* Work instructions *
Below are entries to be transcribed exactly; exclude the pictures from the copy.

───── Records shown

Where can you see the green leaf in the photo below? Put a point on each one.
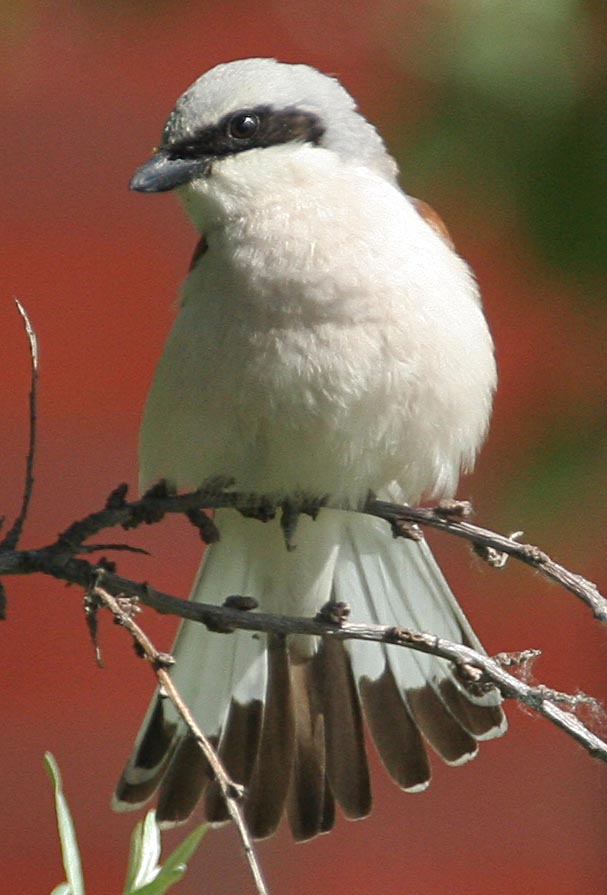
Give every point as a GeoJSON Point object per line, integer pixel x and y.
{"type": "Point", "coordinates": [184, 851]}
{"type": "Point", "coordinates": [67, 834]}
{"type": "Point", "coordinates": [144, 854]}
{"type": "Point", "coordinates": [175, 866]}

──────────

* Result of the task *
Where can you see the green leaf in the photo below? Put a point on each one.
Give every point as a GeoJSON Point object per line, integer pixel x and y.
{"type": "Point", "coordinates": [184, 851]}
{"type": "Point", "coordinates": [67, 834]}
{"type": "Point", "coordinates": [144, 854]}
{"type": "Point", "coordinates": [175, 866]}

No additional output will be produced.